**Page text**
I like Persona for its subtlety. As I've explained before (Art post, 22 A Million post?) subtlety needn't be soft or austere. Sonic screeches and black splatter can both be subtle. Persona is abrasive at times, but conceptually, it's gently lobbing some rich context. These aren't fastballs. My metaphors are flying off the rails as I try to define subtlety subtly, meaning I can't get you all the way there -- I have to babble around a subject, but I need vision. I'm setting satellites in orbit, and you can imagine what's at the center. How could I do this without metaphors? So much of our language is founded on metaphors. "Abrasive" is an adjective. It can be applied to sound (I always thought of Yeezus as abrasive), but really, unless there's a deeper etymology ("deep" is another example), it's about surface granularity ("granularity" is another example). Our colloquial language relies on metaphors so much that they stop being metaphors and become new definitions (see my post on a different blog regarding "vicious circles"). Anyway, I'm not trying to be lazy or dense by failing to find the gravitational center of my point. I'm trying to guide my audience without doing all the work for -- and seizing creativity's pleasure from -- them. Subtle art is not lazy or dense, because it offers original vision. It's hard to be original. When you're original, you can formally teach your audience, but now you're a scientist, which is fine. If you want to be an artist on the other hand, you need to associate your vision with beauty, and leave some of that beauty of creation for your audience as they become momentary disciples in your direction.

**Data rows**
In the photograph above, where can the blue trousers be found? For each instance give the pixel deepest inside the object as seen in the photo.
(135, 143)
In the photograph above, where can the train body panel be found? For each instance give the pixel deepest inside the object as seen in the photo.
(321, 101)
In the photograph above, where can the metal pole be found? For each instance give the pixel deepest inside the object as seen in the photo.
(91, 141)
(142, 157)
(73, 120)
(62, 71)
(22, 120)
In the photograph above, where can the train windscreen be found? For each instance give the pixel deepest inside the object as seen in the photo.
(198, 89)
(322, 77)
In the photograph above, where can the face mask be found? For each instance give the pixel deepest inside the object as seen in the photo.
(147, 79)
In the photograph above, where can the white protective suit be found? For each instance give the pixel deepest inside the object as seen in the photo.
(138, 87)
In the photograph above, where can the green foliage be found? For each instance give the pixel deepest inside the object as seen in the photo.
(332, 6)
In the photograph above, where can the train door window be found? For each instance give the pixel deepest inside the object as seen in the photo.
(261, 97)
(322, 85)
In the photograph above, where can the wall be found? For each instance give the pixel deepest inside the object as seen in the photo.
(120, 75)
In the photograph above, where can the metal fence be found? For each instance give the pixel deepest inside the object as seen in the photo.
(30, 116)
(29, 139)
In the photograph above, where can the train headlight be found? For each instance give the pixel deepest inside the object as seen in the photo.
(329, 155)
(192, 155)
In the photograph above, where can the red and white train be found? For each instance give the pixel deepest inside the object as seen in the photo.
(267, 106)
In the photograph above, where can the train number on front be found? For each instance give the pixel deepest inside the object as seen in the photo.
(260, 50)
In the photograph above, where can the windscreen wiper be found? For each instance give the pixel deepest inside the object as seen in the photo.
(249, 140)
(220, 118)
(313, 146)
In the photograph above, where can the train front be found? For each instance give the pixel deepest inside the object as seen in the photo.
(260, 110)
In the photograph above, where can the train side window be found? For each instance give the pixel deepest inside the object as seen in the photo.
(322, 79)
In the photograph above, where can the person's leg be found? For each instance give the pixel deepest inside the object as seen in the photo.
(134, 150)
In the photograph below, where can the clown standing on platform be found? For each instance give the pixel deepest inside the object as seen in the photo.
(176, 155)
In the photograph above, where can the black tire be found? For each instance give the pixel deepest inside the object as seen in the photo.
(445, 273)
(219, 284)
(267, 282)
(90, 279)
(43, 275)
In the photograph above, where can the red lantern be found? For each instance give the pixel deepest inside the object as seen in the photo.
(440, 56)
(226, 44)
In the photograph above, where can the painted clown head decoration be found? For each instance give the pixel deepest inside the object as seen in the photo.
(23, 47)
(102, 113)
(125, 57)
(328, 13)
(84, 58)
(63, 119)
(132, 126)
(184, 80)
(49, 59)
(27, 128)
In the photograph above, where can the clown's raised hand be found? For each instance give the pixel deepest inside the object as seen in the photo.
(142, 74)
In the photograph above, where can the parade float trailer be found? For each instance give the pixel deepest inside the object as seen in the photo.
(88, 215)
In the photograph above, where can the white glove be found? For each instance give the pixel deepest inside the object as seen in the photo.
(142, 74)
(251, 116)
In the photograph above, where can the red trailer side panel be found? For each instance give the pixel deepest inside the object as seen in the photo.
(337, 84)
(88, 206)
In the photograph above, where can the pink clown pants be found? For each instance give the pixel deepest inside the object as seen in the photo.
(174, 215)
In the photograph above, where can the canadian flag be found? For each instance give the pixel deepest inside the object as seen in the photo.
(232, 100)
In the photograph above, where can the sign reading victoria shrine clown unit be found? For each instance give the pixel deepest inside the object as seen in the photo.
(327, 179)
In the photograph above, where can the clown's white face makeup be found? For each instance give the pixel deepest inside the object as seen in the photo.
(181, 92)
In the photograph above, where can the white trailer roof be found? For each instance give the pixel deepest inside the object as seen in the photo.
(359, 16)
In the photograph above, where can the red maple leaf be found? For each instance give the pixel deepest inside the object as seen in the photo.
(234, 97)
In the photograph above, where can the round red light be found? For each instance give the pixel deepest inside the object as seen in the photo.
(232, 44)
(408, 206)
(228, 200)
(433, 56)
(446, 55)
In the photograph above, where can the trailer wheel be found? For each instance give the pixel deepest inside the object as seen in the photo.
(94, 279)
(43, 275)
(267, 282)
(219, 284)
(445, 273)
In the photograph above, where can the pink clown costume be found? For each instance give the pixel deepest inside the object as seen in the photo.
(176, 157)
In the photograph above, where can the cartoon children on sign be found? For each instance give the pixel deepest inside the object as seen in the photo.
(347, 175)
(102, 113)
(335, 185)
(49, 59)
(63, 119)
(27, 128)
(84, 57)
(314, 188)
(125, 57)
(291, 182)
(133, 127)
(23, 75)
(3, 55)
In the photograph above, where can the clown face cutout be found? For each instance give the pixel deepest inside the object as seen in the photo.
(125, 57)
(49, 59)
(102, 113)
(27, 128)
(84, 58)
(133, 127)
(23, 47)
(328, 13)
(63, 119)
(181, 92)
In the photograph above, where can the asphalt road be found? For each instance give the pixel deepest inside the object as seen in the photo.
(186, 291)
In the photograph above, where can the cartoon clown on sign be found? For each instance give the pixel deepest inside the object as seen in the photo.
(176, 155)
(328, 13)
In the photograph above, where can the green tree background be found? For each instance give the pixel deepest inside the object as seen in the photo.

**Direction 1**
In the post on subtlety, which album does the writer say they always thought of as abrasive?
**Direction 2**
Render this sentence from the post on subtlety in Spanish: "Sonic screeches and black splatter can both be subtle."

**Correct result 1**
Yeezus

**Correct result 2**
Tanto los chillidos sonoros como las salpicaduras negras pueden ser sutiles.